#### [Excerpt to read]
Its bright colors and preference for open areas make the Orange Barred Tiger a fun butterfly to watch. Birds probably think so too, although they avoid attacking these butterflies because the bright colors act as a warning to stay away. This species is, however, not believed to be very toxic and is thought to be a Batesian mimic, or species that mimics the coloration of similar, more toxic species.

Dryadula phaetusaThe Orange Banded Tiger is a medium sized, unmistakable butterfly species. The bright orange coloration with thick black stripes on the wings make this an easy butterfly to identify. Although the black stripes on the wings of females are not as sharp as those of males, they are still readily recognizable as being Orange Banded Tigers. The wings of this species are fairly long and broad, and are held flat when the butterfly is resting or basking on the sun. When this butterfly feeds on nectar, it often holds its wings up to reveal the undersides. Like many other butterfly species, the Orange Barred Tiger show a different pattern on the underwing. Unlike other butterfly species, though that of the Orange Barred Tiger is just as striking as the colors on the upperwing; instead of bright orange, it shows orange and blacks stripes that impart a “Halloween” look.

Behavior in Costa Rica
Like other species of open habitats, the Orange Barred Tiger becomes most active on warm, sunny days, fluttering in low areas of second growth and brushy fields. On cooler, overcast days with rain, you will probably have to search for this species in bushes and low vegetation where it unobtrusively roosts as it waits for the weather to clear.

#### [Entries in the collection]

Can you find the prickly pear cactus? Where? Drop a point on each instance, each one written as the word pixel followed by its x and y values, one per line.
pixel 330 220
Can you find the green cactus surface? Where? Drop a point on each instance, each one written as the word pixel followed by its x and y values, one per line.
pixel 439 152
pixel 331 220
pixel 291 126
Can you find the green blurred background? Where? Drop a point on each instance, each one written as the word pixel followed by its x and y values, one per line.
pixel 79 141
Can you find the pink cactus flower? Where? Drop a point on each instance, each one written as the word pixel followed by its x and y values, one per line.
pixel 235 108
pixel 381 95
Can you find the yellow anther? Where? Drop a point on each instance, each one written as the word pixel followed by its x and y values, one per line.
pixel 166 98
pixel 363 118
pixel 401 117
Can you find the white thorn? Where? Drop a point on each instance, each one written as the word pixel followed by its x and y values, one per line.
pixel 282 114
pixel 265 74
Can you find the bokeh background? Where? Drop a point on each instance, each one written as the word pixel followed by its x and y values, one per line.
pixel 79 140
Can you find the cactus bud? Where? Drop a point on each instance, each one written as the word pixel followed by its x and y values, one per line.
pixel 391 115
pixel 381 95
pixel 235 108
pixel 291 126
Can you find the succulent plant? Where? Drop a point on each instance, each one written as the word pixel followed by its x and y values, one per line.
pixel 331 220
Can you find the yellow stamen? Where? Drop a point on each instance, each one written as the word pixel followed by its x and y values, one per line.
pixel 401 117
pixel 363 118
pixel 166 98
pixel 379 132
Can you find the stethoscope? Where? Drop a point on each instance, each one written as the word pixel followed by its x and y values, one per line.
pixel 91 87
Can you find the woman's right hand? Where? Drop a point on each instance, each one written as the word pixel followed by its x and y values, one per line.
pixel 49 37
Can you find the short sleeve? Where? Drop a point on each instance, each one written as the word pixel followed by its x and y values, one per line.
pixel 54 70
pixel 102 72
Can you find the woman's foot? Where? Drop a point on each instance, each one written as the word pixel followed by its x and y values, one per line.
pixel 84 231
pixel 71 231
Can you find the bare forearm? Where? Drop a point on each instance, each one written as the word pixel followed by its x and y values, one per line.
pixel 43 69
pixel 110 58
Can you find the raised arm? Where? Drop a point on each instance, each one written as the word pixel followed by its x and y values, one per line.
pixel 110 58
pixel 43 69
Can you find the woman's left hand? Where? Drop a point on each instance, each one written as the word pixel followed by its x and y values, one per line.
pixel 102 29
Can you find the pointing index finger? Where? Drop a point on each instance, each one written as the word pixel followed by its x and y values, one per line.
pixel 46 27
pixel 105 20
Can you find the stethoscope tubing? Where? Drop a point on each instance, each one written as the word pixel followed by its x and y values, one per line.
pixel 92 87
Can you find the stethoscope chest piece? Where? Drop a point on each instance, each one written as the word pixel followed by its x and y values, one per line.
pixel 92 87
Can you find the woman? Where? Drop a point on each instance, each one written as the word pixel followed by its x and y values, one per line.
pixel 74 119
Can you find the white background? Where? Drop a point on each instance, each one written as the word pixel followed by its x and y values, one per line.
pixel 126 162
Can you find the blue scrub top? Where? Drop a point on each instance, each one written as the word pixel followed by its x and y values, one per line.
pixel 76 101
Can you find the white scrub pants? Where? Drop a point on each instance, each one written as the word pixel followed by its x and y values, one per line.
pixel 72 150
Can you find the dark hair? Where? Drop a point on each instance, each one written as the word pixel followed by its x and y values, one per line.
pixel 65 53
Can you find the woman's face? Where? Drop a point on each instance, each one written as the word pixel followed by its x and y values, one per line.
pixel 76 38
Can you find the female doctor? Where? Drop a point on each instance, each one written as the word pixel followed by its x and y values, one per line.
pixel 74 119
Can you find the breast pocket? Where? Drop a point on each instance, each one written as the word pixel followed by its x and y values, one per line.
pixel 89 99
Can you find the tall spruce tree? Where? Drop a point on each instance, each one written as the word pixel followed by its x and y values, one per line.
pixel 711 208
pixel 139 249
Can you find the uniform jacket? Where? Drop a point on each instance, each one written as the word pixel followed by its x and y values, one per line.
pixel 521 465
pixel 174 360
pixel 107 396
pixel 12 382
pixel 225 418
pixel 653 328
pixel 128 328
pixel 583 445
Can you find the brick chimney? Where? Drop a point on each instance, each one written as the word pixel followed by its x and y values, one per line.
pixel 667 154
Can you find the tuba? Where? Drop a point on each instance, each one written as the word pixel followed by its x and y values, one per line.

#### [Task instructions]
Reproduce word for word the section of the butterfly passage that begins at the words "Behavior in Costa" and stops after the words "weather to clear.".

#### [Solution to this exercise]
Behavior in Costa Rica
Like other species of open habitats, the Orange Barred Tiger becomes most active on warm, sunny days, fluttering in low areas of second growth and brushy fields. On cooler, overcast days with rain, you will probably have to search for this species in bushes and low vegetation where it unobtrusively roosts as it waits for the weather to clear.